> **Exercise task**
Rewrite the records from the line with "Mark every instance of the metal cross" through the end, putting "steel cross frame" wherever "metal cross structure" appears and keeping everything else the same.

[Position annotation records]
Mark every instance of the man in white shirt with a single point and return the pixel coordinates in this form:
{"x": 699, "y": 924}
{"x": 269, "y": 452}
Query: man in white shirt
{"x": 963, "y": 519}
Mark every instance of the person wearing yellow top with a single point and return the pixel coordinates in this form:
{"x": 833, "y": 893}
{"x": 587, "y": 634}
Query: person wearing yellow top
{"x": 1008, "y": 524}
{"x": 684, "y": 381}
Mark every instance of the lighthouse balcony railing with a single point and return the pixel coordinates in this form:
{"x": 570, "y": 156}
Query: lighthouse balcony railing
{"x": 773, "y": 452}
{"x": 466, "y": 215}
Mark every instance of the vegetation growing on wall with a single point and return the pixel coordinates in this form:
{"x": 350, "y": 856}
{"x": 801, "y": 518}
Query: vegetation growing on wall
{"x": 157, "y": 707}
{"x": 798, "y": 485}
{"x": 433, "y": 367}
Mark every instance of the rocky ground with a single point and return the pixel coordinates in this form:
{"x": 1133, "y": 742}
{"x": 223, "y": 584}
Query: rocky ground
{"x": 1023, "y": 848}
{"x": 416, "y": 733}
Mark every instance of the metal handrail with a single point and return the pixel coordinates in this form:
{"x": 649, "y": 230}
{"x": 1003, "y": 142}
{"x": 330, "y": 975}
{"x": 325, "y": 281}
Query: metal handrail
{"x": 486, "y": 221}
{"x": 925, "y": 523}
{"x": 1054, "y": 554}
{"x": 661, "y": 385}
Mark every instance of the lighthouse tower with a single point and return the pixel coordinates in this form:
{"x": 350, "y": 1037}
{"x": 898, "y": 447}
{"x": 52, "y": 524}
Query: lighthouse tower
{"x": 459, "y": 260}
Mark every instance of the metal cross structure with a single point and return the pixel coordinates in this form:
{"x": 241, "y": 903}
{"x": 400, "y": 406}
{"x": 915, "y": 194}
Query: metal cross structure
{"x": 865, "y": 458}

> **Result of the exercise**
Mark every instance of the steel cross frame with a single point and return the pixel coordinates in this form:
{"x": 241, "y": 903}
{"x": 400, "y": 406}
{"x": 915, "y": 194}
Query: steel cross frame
{"x": 865, "y": 458}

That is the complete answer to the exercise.